## Information provided
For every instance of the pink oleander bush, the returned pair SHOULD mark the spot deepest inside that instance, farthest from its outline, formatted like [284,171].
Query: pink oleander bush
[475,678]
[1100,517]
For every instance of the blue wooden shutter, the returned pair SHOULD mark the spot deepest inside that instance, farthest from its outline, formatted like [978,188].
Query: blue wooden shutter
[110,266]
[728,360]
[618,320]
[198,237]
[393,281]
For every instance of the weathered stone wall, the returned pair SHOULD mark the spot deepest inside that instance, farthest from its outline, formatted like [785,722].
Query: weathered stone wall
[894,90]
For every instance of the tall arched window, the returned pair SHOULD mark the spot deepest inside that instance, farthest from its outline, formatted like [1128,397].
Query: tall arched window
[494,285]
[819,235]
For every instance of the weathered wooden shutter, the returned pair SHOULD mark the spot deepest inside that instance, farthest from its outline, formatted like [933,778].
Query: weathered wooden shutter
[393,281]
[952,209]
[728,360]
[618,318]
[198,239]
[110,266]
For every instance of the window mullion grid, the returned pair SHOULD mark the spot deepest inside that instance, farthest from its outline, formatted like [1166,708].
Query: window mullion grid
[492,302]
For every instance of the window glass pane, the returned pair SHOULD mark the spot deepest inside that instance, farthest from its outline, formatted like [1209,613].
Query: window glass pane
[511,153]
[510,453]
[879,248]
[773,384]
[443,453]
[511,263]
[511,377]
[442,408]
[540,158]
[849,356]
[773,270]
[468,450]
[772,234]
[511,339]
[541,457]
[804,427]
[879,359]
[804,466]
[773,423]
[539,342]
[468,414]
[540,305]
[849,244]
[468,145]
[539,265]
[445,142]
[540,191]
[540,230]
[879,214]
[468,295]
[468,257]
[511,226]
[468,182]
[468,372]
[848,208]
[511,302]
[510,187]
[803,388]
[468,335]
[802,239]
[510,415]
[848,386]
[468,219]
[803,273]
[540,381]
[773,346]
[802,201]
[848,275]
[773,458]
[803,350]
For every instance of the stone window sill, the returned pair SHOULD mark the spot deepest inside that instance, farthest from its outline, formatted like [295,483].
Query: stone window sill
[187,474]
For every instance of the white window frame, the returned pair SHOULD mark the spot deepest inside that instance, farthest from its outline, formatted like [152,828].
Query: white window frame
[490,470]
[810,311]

## Problem statement
Scan the entries above for the line containing "Query: window glass pane", and copy it and all lines after it exactly, down to and including the line containing "For every instance of the white".

## Answer space
Query: window glass pane
[511,153]
[510,453]
[879,248]
[773,384]
[443,453]
[511,263]
[511,377]
[442,408]
[540,158]
[849,356]
[773,270]
[468,450]
[772,234]
[511,339]
[541,457]
[804,427]
[879,359]
[804,466]
[773,423]
[539,342]
[468,414]
[540,305]
[849,244]
[468,145]
[539,265]
[445,142]
[540,191]
[540,230]
[879,214]
[468,295]
[468,257]
[511,226]
[468,182]
[468,372]
[848,208]
[511,302]
[510,187]
[803,388]
[468,335]
[802,239]
[510,415]
[848,386]
[468,219]
[803,273]
[540,381]
[773,346]
[802,201]
[848,275]
[773,458]
[803,350]
For every instance of the stone window sill, the returned pair SHOULD mark the spot deepest inside that instance, farthest from its outline, formatted like [295,483].
Query: stone window sill
[187,474]
For every instance of the white window frame, the returned pair SHOULD mark the spot deepest inside that instance, farthest from its outline, formatted like [152,828].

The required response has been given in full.